Problem requirements - Retype the passage of the Flink issue comment between "Tzu-Li (Gordon) Tai edited" and "in the sub-task.", inclusive, with no changes.

Quoted passage -
start

2016-01-13 Thread Tzu-Li (Gordon) Tai (JIRA)

[ 
https://issues.apache.org/jira/browse/FLINK-3211?page=com.atlassian.jira.plugin.system.issuetabpanels:comment-tabpanel=15095795#comment-15095795
 ] 

Tzu-Li (Gordon) Tai edited comment on FLINK-3211 at 1/13/16 9:49 AM:
-

Opening separate sub-tasks for source consumer / sink producer.
The consumer sub-task has an example of the expected FlinkKinesisConsumer API: 
https://issues.apache.org/jira/browse/FLINK-3229
I'll post any future consumer-specific comments in the sub-task.


was (Author: tzulitai):
Opening separate sub-tasks for source consumer / sink producer.

end

Data records -
start

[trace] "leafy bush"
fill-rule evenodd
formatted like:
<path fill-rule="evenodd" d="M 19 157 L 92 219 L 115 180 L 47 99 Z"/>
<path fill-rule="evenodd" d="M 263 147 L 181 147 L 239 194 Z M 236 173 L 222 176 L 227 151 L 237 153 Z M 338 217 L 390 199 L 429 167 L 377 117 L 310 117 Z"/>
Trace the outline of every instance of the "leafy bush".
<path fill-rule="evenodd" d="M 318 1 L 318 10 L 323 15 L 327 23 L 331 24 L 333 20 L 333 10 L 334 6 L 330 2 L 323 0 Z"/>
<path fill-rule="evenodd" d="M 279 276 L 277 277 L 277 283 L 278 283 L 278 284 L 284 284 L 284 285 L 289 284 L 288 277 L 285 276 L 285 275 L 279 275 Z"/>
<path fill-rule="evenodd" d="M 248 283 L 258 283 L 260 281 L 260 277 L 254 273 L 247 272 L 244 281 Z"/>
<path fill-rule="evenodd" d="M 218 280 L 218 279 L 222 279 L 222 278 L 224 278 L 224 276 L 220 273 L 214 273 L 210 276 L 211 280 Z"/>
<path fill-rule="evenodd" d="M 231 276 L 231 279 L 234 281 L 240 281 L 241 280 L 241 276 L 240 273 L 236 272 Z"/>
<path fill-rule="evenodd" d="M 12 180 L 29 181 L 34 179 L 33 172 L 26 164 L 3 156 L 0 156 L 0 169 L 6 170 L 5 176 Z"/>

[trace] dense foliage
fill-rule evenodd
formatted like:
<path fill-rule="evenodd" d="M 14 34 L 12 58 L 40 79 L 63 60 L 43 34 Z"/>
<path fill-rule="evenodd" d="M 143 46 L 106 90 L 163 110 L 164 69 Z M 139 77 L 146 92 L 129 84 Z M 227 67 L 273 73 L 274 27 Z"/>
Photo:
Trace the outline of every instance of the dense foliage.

end

Response to this task -
Tzu-Li (Gordon) Tai edited comment on FLINK-3211 at 1/13/16 9:49 AM:
-

Opening separate sub-tasks for source consumer / sink producer.
The consumer sub-task has an example of the expected FlinkKinesisConsumer API: 
https://issues.apache.org/jira/browse/FLINK-3229
I'll post any future consumer-specific comments in the sub-task.